#### [REQUIREMENT]
From the line containing "Objective — one point per instance of the fallen" down to the last line of the material, return those lines verbatim and only those.

#### [MATERIAL PROVIDED]
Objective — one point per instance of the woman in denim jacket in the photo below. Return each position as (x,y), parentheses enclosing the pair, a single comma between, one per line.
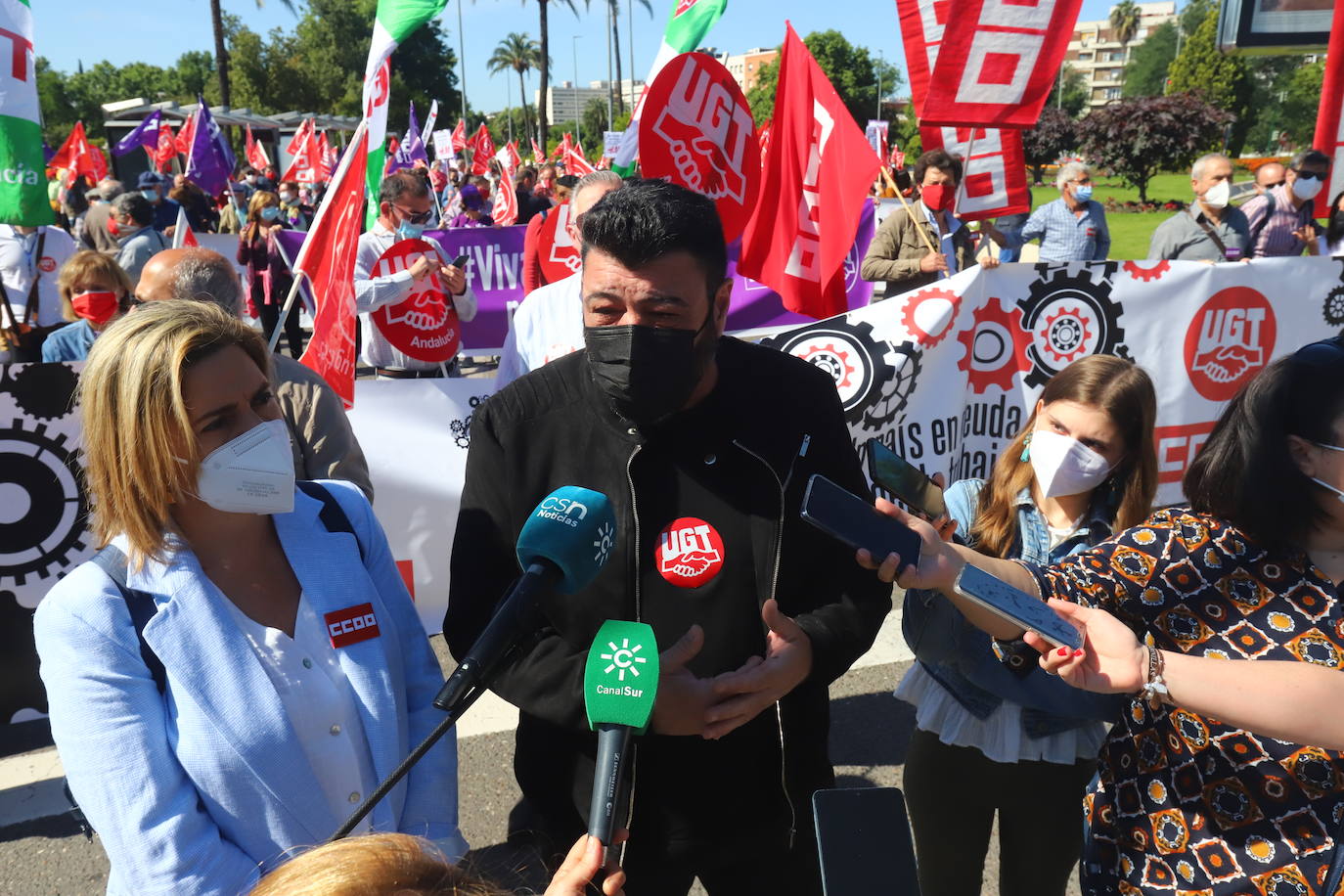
(995,734)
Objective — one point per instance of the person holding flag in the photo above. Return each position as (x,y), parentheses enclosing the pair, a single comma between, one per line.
(403,211)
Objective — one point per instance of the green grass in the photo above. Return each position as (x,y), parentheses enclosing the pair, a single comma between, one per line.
(1131,233)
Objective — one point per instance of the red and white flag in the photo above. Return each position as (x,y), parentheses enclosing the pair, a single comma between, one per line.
(327,259)
(484,151)
(998,65)
(255,152)
(813,187)
(305,165)
(1329,117)
(182,234)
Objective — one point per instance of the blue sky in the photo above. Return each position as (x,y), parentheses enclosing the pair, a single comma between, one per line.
(130,31)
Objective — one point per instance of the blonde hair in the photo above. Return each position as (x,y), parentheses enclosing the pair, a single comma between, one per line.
(1125,392)
(373,866)
(140,449)
(87,266)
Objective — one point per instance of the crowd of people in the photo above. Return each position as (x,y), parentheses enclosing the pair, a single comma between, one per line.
(214,724)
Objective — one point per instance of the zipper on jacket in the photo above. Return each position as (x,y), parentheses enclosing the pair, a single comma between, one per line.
(775,582)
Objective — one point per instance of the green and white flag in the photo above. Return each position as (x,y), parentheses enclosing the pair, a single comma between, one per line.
(690,22)
(23,186)
(394,22)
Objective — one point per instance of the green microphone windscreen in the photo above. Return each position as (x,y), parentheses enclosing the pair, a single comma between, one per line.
(621,677)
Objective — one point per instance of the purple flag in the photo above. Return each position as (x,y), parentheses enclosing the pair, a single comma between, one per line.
(146,135)
(210,161)
(413,147)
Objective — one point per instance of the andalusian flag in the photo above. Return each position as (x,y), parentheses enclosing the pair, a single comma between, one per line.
(23,182)
(690,22)
(394,22)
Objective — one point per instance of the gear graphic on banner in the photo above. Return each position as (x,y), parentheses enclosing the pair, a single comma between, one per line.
(1070,315)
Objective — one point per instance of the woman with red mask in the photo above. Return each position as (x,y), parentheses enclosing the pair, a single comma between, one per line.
(94,291)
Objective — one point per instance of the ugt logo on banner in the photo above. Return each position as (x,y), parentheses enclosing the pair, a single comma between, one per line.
(703,137)
(425,326)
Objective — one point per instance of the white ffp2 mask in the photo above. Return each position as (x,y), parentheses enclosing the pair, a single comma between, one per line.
(1064,465)
(252,473)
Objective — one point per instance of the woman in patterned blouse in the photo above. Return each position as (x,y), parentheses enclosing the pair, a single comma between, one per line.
(1250,569)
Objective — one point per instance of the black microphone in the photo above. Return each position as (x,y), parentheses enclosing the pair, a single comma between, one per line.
(562,547)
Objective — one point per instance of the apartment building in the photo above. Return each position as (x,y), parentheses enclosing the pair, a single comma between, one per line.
(1099,57)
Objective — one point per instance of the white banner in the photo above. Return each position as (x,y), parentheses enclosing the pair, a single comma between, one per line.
(946,375)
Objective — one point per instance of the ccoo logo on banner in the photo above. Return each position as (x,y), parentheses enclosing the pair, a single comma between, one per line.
(946,375)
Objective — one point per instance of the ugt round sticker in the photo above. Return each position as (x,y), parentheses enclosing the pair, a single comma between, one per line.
(703,137)
(425,326)
(690,553)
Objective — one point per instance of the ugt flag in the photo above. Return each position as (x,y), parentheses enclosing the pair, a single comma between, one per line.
(687,25)
(813,184)
(23,184)
(392,23)
(327,259)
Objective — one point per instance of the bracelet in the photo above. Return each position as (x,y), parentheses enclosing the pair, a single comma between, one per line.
(1154,688)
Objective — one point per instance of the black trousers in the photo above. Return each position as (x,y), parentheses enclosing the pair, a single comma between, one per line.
(953,792)
(269,316)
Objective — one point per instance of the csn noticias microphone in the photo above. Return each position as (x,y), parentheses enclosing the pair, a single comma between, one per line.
(620,684)
(562,547)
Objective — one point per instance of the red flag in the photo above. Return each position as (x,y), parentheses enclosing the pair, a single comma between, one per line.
(305,155)
(255,152)
(577,164)
(1329,114)
(187,135)
(998,65)
(813,187)
(327,259)
(484,150)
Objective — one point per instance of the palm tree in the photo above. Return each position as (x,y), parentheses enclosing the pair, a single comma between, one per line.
(615,45)
(216,22)
(1124,22)
(519,53)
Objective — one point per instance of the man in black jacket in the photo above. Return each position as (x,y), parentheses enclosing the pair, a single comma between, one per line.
(704,446)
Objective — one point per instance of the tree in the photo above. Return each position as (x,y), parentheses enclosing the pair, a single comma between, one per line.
(1145,72)
(216,24)
(1055,133)
(1224,81)
(852,71)
(1139,137)
(519,53)
(1074,92)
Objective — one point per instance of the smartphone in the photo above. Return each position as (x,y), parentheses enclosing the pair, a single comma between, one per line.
(845,516)
(1016,606)
(895,474)
(865,842)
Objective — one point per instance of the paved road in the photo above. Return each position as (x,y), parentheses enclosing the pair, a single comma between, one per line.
(870,734)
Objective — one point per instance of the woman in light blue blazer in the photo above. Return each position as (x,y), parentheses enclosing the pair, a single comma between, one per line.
(261,666)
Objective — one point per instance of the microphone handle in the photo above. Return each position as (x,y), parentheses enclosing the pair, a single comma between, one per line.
(613,748)
(500,636)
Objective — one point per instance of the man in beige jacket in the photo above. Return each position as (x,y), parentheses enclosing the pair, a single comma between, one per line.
(901,255)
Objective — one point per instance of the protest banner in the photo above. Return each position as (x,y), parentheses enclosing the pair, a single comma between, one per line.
(946,375)
(699,133)
(495,274)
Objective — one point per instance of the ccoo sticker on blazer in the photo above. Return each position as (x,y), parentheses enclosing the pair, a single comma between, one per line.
(351,625)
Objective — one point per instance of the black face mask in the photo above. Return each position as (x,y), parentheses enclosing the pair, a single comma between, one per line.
(648,373)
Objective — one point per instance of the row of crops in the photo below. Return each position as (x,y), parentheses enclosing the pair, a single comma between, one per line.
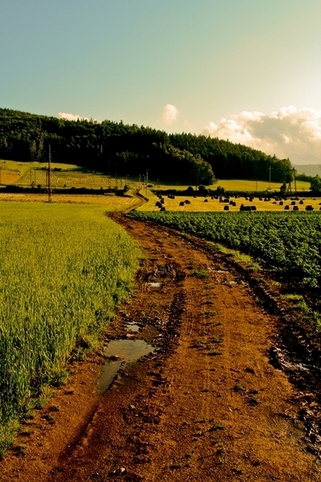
(288,244)
(62,271)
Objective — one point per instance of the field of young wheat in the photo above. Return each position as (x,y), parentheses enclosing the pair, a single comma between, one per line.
(63,268)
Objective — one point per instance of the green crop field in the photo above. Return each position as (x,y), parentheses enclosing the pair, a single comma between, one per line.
(213,204)
(287,244)
(63,268)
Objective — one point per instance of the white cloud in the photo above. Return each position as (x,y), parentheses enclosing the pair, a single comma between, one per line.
(67,116)
(288,132)
(170,114)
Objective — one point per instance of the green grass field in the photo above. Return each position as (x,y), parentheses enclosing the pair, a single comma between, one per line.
(63,268)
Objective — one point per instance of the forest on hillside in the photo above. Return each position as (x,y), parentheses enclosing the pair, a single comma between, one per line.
(129,150)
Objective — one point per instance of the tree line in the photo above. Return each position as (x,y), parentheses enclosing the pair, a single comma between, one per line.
(129,150)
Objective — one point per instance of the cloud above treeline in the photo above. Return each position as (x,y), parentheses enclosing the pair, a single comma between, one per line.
(288,133)
(68,116)
(170,114)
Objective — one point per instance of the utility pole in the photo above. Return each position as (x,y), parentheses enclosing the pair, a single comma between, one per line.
(49,175)
(270,169)
(294,171)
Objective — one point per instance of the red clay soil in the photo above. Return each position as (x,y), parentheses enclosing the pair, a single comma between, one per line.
(207,405)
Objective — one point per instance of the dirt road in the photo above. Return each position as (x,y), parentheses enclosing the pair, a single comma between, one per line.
(205,406)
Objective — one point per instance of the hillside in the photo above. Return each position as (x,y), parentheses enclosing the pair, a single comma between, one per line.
(129,150)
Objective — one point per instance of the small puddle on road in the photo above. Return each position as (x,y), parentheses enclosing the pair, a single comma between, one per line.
(128,351)
(132,326)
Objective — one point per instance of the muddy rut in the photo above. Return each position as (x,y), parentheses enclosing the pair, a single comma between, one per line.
(206,405)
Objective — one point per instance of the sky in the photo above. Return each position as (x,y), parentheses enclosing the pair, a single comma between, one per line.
(244,70)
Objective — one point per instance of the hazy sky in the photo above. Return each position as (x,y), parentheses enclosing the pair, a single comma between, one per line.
(244,70)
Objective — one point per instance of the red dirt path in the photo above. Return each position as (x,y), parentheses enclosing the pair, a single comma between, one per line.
(207,406)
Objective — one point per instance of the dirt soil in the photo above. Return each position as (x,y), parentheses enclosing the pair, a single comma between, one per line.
(207,405)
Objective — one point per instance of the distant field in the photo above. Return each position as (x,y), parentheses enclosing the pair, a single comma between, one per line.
(69,175)
(240,185)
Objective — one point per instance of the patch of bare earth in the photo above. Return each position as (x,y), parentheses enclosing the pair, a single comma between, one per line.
(207,405)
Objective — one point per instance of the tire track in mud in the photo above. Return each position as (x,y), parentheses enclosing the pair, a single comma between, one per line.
(208,405)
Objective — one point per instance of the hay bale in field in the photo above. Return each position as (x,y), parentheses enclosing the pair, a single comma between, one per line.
(247,208)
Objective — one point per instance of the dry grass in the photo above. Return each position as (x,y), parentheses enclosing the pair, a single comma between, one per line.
(202,204)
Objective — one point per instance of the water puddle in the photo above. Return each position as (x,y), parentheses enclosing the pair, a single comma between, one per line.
(132,326)
(121,353)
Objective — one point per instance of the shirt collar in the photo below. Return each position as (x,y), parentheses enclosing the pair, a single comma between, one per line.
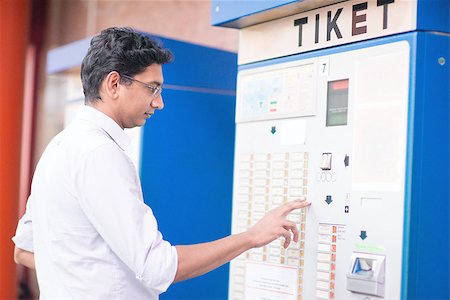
(99,119)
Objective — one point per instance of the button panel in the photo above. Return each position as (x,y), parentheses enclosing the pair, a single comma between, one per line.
(264,181)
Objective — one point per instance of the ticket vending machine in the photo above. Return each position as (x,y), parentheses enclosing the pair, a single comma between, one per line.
(346,104)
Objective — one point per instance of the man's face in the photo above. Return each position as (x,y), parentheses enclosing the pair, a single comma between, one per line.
(137,102)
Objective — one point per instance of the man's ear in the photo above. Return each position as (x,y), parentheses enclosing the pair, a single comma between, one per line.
(111,85)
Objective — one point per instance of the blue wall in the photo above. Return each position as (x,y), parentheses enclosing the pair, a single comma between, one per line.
(187,157)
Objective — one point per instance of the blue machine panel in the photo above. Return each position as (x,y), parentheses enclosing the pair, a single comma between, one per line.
(225,11)
(187,157)
(428,246)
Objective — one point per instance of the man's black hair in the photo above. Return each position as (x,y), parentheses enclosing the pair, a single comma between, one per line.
(118,49)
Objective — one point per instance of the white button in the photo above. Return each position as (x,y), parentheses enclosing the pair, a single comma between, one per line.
(326,161)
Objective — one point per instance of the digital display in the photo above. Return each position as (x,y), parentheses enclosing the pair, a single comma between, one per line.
(337,102)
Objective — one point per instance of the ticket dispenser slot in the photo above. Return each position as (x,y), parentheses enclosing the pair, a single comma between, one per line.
(366,274)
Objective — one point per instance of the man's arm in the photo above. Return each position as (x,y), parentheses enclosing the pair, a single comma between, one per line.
(195,260)
(23,257)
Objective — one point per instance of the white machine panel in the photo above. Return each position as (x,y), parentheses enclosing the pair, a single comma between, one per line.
(332,129)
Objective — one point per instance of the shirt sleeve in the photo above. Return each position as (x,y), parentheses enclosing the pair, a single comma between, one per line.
(23,238)
(112,200)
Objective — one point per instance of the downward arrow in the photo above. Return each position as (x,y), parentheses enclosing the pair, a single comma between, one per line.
(273,130)
(363,235)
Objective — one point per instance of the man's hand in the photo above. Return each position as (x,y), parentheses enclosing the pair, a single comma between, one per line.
(275,224)
(194,260)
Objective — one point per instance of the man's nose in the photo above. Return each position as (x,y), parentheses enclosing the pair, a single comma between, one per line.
(158,102)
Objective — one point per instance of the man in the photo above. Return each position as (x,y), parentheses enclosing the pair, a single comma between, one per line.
(86,229)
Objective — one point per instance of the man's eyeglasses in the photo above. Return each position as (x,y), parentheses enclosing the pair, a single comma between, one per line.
(155,90)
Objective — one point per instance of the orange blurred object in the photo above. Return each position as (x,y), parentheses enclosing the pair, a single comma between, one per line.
(14,26)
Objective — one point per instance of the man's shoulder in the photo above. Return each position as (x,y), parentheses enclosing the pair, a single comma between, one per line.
(84,138)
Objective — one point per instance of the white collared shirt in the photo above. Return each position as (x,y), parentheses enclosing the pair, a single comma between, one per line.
(92,235)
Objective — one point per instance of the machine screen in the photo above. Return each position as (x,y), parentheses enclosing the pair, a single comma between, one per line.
(337,102)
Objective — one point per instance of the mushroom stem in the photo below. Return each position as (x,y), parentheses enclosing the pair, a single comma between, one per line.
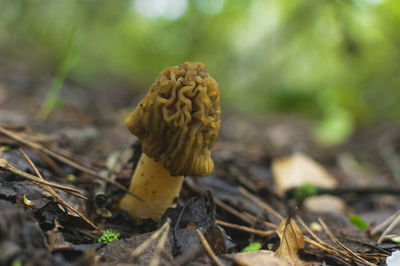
(154,184)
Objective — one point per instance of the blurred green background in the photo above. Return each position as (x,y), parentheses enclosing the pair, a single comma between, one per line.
(335,63)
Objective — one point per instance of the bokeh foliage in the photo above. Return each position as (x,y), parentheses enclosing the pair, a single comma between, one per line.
(333,61)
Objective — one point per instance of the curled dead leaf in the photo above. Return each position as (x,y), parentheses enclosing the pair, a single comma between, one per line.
(258,258)
(292,241)
(28,202)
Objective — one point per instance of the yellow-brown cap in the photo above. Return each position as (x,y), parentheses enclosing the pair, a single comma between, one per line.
(178,120)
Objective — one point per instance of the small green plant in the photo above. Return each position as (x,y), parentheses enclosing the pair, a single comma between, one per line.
(108,236)
(254,246)
(16,262)
(358,221)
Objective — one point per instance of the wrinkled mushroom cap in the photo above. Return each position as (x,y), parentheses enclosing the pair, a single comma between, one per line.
(178,120)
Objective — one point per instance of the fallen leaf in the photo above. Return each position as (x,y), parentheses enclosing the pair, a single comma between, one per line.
(28,202)
(258,258)
(299,169)
(324,204)
(292,240)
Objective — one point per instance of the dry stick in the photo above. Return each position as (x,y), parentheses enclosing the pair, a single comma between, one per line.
(228,208)
(389,228)
(385,223)
(341,244)
(246,229)
(208,248)
(57,169)
(257,219)
(160,246)
(309,230)
(321,244)
(8,167)
(260,203)
(55,195)
(148,241)
(55,155)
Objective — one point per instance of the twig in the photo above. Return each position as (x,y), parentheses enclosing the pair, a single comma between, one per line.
(228,208)
(4,165)
(148,241)
(260,203)
(100,186)
(63,159)
(395,222)
(208,248)
(256,219)
(309,230)
(385,223)
(55,195)
(246,229)
(329,233)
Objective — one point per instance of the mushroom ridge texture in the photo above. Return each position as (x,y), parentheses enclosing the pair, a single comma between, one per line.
(178,120)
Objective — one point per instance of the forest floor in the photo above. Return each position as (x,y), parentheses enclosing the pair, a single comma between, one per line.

#### [SOLUTION TO THE PROBLEM]
Objective — one point per instance of the fallen leaf in the photo above. Return each position as (x,y), parentheses enclosing the pair, a single comma between, one per line.
(28,202)
(258,258)
(299,169)
(324,204)
(292,240)
Objective — one point per instance of the dry stick in the photo above. Return each position as (x,y), parentheses enclosing the pair, a single comma between, one per line.
(228,208)
(389,228)
(385,223)
(341,244)
(246,229)
(208,248)
(57,169)
(257,219)
(160,246)
(309,230)
(321,244)
(8,167)
(260,203)
(55,195)
(148,241)
(55,155)
Objective — one point per instance of the twig in the photo above. Return each position as (x,y), parentheses enclosing the pair, a single comma between, one per line.
(228,208)
(4,165)
(148,241)
(260,203)
(100,186)
(63,159)
(395,222)
(208,248)
(256,219)
(309,230)
(385,223)
(55,195)
(246,229)
(329,233)
Objective — one point per instance of the mushroom ridge texture in the photo above. Return each position as (x,y), parentheses enclosing the pair, a single comma between, one per line.
(178,120)
Objective — one point per instance of the forest floor in the photo above. Return each position as (x,y), parentheses enclosing the pair, a single comma between, one per line.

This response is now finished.